# [GOAL OF THE EXERCISE]
Reproduce all the rows below, switching each "pixel coordinates" to "image coordinates" and leaving everything else unchanged.

# [DATA TO USE]
────────────────────

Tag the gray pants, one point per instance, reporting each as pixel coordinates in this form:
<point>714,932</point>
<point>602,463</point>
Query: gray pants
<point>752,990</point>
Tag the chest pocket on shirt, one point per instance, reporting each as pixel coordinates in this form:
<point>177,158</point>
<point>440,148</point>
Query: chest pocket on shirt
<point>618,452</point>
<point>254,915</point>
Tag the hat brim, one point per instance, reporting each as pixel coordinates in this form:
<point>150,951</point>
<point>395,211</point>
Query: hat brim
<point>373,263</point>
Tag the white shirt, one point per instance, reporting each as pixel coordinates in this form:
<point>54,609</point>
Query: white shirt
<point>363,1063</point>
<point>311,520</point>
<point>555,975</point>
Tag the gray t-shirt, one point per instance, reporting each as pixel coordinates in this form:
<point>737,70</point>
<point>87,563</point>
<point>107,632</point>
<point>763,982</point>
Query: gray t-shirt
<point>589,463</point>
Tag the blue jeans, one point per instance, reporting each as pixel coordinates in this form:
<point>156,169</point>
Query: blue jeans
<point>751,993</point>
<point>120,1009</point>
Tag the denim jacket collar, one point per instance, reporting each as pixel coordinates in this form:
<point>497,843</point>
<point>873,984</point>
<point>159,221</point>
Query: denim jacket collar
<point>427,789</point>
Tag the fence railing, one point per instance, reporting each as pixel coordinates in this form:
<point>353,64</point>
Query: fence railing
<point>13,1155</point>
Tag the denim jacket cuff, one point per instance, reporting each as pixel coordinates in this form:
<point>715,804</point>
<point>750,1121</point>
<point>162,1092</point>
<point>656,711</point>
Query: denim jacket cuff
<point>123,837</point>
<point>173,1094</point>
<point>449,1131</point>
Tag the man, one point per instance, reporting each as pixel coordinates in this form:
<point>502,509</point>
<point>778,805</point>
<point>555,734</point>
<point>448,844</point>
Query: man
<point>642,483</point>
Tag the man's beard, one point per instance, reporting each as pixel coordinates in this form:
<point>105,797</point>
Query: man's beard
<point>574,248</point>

────────────────────

# [REPLY TO THE EXERCISE]
Tag the gray pants, one point per instance, reporting each as image coordinates in this form:
<point>714,932</point>
<point>602,463</point>
Query: gray pants
<point>752,990</point>
Tag the chest pocket on shirt, one point per instance, reporting each as image coordinates in this form:
<point>177,158</point>
<point>440,148</point>
Query: chest pocket on shirt
<point>618,452</point>
<point>254,915</point>
Tag the hat brim, one point per instance, reporting each as image coordinates in this form:
<point>150,951</point>
<point>395,211</point>
Query: hat brim
<point>373,263</point>
Tag the white shirt, one point per instance, reporting each as image coordinates in this form:
<point>54,609</point>
Query: white shirt
<point>363,1063</point>
<point>311,520</point>
<point>555,975</point>
Tag the gray t-shirt, one point per instance, reporting each as image coordinates in this form:
<point>737,70</point>
<point>87,563</point>
<point>107,632</point>
<point>763,982</point>
Query: gray t-shirt
<point>589,463</point>
Tag the blue jeans, one point per instance, reporting each as image coordinates in this form:
<point>156,169</point>
Query: blue jeans
<point>751,993</point>
<point>120,1009</point>
Tag the denim jacket collar, one point per instance, reporting each as image coordinates in this form:
<point>497,843</point>
<point>873,984</point>
<point>159,221</point>
Query: denim jacket collar
<point>427,789</point>
Tag the fence railing, one point per instance, reporting each as image coordinates in this form:
<point>353,64</point>
Query: fence railing
<point>13,1155</point>
Tag the denim jacket cuff, one point per instance, reporting each as image coordinates in this form:
<point>715,804</point>
<point>750,1121</point>
<point>162,1092</point>
<point>656,711</point>
Query: denim jacket cuff
<point>123,837</point>
<point>173,1094</point>
<point>449,1131</point>
Tag the man, one point per instance, reporting each as image coordinates in this form:
<point>502,509</point>
<point>778,805</point>
<point>555,734</point>
<point>448,844</point>
Query: man
<point>642,483</point>
Tag the man's beard, one point per instance, reporting each as image coordinates in this form:
<point>105,797</point>
Query: man's beard
<point>574,248</point>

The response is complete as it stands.